## What the task asks
Write out the whole listing again so that each line matches the original.

## Record set
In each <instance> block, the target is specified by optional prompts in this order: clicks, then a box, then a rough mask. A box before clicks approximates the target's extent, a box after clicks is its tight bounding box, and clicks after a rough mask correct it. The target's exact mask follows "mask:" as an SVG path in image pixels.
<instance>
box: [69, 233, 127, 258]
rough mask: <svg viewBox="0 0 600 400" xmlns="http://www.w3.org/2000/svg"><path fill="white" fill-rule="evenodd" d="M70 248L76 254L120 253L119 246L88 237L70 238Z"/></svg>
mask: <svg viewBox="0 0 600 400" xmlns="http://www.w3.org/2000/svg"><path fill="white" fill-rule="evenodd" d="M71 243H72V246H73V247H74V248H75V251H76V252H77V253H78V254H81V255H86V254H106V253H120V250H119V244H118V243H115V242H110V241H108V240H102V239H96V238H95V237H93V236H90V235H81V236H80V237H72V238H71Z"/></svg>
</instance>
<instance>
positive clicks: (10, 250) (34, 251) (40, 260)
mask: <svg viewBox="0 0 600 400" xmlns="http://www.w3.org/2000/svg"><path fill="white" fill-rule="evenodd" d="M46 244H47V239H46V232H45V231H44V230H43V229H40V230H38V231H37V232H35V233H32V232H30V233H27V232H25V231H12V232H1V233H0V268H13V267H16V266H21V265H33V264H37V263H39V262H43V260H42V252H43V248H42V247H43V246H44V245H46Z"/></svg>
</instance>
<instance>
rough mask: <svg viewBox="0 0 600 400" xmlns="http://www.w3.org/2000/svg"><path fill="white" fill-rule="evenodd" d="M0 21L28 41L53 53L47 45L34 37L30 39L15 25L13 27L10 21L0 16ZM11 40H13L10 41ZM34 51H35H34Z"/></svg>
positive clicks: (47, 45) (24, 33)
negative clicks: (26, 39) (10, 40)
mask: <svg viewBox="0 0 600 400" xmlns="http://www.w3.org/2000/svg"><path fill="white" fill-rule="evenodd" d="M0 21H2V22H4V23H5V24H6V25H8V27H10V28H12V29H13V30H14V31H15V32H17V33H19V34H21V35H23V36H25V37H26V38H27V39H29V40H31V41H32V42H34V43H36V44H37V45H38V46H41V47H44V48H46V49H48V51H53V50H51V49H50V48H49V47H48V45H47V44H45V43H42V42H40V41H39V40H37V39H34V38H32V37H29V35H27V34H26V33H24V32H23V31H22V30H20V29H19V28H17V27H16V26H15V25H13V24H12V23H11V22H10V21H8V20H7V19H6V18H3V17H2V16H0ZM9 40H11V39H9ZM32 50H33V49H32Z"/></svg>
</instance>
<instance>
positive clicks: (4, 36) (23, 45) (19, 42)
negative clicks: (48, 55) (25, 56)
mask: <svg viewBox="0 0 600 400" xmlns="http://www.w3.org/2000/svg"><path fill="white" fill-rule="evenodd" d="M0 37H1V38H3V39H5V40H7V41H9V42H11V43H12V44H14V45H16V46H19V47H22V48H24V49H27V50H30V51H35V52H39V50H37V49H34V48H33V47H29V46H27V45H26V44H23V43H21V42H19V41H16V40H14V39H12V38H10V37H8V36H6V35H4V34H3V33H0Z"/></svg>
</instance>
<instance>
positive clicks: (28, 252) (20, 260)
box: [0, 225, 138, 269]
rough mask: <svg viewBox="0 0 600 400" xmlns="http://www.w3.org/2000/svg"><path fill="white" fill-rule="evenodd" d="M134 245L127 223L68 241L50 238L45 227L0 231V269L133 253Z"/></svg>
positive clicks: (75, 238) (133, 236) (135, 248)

## Result for this exercise
In each <instance> block, the target is specified by optional prompts in this order: clicks, then a box, then a rough mask. A box before clicks approximates the target's extent, a box after clicks is its tight bounding box, and clicks after a rough mask correct it. The target's exact mask follows "mask:" as an SVG path in image pixels.
<instance>
box: [69, 233, 127, 258]
rough mask: <svg viewBox="0 0 600 400" xmlns="http://www.w3.org/2000/svg"><path fill="white" fill-rule="evenodd" d="M70 248L76 254L120 253L119 246L88 237L70 238Z"/></svg>
mask: <svg viewBox="0 0 600 400" xmlns="http://www.w3.org/2000/svg"><path fill="white" fill-rule="evenodd" d="M71 243H72V246H73V247H74V248H75V251H76V252H77V253H78V254H81V255H86V254H106V253H120V250H119V244H118V243H115V242H110V241H108V240H102V239H96V238H95V237H93V236H90V235H81V236H80V237H72V238H71Z"/></svg>
</instance>
<instance>
positive clicks: (10, 250) (34, 251) (40, 260)
mask: <svg viewBox="0 0 600 400" xmlns="http://www.w3.org/2000/svg"><path fill="white" fill-rule="evenodd" d="M46 244H47V239H46V232H45V231H44V230H43V229H40V230H38V231H37V232H35V233H32V232H30V233H27V232H25V231H12V232H1V233H0V268H13V267H16V266H21V265H33V264H37V263H39V262H43V260H42V252H43V248H42V247H43V246H44V245H46Z"/></svg>
</instance>
<instance>
rough mask: <svg viewBox="0 0 600 400" xmlns="http://www.w3.org/2000/svg"><path fill="white" fill-rule="evenodd" d="M0 21L28 41L53 53L47 45L34 37L30 39L15 25L13 27L10 21L0 16ZM11 40H13L10 41ZM34 51H35H34Z"/></svg>
positive clicks: (47, 45) (24, 33)
negative clicks: (26, 39) (10, 40)
mask: <svg viewBox="0 0 600 400" xmlns="http://www.w3.org/2000/svg"><path fill="white" fill-rule="evenodd" d="M0 21H2V22H4V23H5V24H6V25H8V27H10V28H12V29H13V30H14V31H15V32H17V33H19V34H21V35H23V36H25V37H26V38H27V39H29V40H31V41H32V42H34V43H36V44H37V45H38V46H41V47H44V48H46V49H48V51H53V50H51V49H50V48H49V47H48V45H47V44H45V43H42V42H40V41H39V40H37V39H34V38H32V37H29V35H27V34H26V33H24V32H23V31H22V30H20V29H19V28H17V27H16V26H15V25H13V24H12V23H11V22H10V21H8V20H7V19H6V18H3V17H2V16H0ZM9 40H11V39H9ZM32 50H33V49H32Z"/></svg>
</instance>
<instance>
positive clicks: (4, 36) (23, 45) (19, 42)
negative clicks: (48, 55) (25, 56)
mask: <svg viewBox="0 0 600 400" xmlns="http://www.w3.org/2000/svg"><path fill="white" fill-rule="evenodd" d="M0 37H1V38H3V39H5V40H7V41H9V42H11V43H12V44H14V45H16V46H19V47H22V48H24V49H27V50H30V51H35V52H39V50H37V49H34V48H33V47H29V46H27V45H26V44H23V43H21V42H19V41H16V40H14V39H12V38H10V37H8V36H6V35H4V34H3V33H0Z"/></svg>
</instance>
<instance>
positive clicks: (28, 252) (20, 260)
box: [0, 225, 138, 269]
rough mask: <svg viewBox="0 0 600 400" xmlns="http://www.w3.org/2000/svg"><path fill="white" fill-rule="evenodd" d="M134 245L127 223L68 241L50 238L45 227L0 231V269L133 253Z"/></svg>
positive clicks: (75, 238) (133, 236) (135, 248)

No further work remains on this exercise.